* Start SOURCE DOCUMENT *

Crappy peugeots, aren't they driven by farmers as their tractors for the road?


----------



## PugIain (Jun 28, 2006)

RisingPower said:


> Crappy peugeots, aren't they driven by farmers as their tractors for the road?


They are actually, spend a lot of time in the country? I thought you had that "cattle bothering" asbo thing.


----------



## RisingPower (Sep 21, 2007)

PugIain said:


> They are actually, spend a lot of time in the country? I thought you had that "cattle bothering" asbo thing.


I *am* in the country and you heard wrong, it's sheep


----------



## Derekh929 (Aug 28, 2011)

PugIain said:


> Haha, nice. You're in bad books now. There will be VAG hags on here adding you to their ignore lists.


Iain it's ok he's on a hit list of every VAG owner already so should be fine:lol:


----------



## PugIain (Jun 28, 2006)

Derekh929 said:


> Iain it's ok he's on a hit list of every VAG owner already so should be fine:lol:


Ha, fair enough!


----------



## Derekh929 (Aug 28, 2011)

RisingPower said:


> Crappy peugeots, aren't they driven by farmers as their tractors for the road?


Know, know French Cars have good record when it comes to cheating , that may be due to t.he worry that if they have to make a quick get away it might not be possible:thumb:


----------



## RisingPower (Sep 21, 2007)

Derekh929 said:


> Know, know French Cars have good record when it comes to cheating , that may be due to t.he worry that if they have to make a quick get away it might not be possible:thumb:


Ooo that be fighting talk, iain, you gonna let him get away with talking crap about your chair coaster mounted cheese box?


----------



## Derekh929 (Aug 28, 2011)

chair coaster mounted cheese box?:lol: have you been hanging about with JC, mr RP


----------



## PugIain (Jun 28, 2006)

LacksPower said:


> Ooo that be fighting talk, iain, you gonna let him get away with talking crap about your chair coaster mounted cheese box?


He can say what he likes, I'm a stable individual. I'm not going to hunt him down and gut him like a fish.....


----------



## RisingPower (Sep 21, 2007)

ChairCasterCheeseBox said:


> He can say what he likes, I'm a stable individual. I'm not going to hunt him down and gut him like a fish.....

* End SOURCE DOCUMENT *
* Start DATASET CONTENT *

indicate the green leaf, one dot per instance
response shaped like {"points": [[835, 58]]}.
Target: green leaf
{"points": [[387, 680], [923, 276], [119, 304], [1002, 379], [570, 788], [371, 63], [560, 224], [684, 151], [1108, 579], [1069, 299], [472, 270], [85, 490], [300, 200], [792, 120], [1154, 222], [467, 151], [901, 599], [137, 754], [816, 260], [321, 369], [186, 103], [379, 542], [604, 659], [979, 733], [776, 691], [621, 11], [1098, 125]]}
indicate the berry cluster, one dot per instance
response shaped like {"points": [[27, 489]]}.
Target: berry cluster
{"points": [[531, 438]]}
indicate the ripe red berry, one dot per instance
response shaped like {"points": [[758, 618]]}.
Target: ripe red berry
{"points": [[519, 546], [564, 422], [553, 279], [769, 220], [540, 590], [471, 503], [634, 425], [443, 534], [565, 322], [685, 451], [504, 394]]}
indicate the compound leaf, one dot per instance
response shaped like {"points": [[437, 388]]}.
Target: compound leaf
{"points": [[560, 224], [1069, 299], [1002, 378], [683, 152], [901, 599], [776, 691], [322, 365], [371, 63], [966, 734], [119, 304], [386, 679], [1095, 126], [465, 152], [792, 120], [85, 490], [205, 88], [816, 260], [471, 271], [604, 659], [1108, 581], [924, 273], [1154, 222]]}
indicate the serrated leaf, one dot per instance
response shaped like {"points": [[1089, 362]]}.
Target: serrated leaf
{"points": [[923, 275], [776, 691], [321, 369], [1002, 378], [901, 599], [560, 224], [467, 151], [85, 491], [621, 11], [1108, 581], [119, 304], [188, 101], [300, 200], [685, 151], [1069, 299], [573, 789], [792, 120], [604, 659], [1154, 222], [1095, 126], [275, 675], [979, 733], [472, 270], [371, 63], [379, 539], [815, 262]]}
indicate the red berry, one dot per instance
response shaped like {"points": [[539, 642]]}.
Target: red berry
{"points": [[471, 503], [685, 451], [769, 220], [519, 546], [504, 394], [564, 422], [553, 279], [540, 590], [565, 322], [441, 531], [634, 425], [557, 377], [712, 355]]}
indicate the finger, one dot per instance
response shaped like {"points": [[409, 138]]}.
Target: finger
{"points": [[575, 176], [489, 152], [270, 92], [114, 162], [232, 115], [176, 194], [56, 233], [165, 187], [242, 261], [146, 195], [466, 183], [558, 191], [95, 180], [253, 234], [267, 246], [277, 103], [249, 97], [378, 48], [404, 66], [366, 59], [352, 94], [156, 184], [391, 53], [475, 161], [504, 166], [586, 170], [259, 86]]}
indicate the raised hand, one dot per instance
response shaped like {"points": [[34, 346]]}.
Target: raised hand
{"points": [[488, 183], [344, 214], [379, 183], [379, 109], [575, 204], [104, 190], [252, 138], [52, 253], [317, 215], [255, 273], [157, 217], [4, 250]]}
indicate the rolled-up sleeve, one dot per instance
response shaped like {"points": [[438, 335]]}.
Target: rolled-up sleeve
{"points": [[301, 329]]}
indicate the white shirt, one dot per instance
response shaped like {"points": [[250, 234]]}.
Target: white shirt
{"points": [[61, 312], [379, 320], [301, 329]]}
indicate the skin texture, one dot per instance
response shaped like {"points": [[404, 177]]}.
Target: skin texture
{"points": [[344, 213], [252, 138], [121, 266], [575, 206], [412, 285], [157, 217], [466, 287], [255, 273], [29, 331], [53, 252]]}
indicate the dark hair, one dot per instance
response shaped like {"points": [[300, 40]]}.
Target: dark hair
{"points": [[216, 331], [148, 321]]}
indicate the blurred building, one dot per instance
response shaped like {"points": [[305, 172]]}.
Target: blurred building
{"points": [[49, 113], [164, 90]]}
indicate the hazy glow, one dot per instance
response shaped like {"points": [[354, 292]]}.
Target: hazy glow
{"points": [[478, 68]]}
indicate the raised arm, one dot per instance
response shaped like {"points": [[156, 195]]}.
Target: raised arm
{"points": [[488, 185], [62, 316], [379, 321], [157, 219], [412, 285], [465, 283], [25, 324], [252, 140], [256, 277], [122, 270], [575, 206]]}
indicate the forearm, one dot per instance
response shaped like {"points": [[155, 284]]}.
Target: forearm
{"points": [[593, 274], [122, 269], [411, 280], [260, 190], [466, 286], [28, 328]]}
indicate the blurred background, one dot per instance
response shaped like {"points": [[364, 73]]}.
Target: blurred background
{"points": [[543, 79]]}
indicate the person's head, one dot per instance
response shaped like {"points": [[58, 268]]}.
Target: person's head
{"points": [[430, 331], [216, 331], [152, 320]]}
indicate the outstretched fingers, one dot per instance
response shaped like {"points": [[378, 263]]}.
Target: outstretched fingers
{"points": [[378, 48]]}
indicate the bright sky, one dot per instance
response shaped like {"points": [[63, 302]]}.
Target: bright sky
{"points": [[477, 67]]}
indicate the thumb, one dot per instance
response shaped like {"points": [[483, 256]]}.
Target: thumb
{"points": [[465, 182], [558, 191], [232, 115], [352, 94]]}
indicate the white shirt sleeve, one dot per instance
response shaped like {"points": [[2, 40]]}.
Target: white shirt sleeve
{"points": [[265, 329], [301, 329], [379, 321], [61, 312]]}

* End DATASET CONTENT *

## PROBLEM
Answer these questions from the forum thread:
1. In RisingPower's reply about the "cattle bothering" asbo, what animal does RisingPower say it actually involves?
2. What date appears beside Derekh929's name?
3. What kind of individual does PugIain say he is in response to the "chair coaster mounted cheese box" post?

## SOLUTION
1. Sheep
2. Aug 28, 2011
3. A stable individual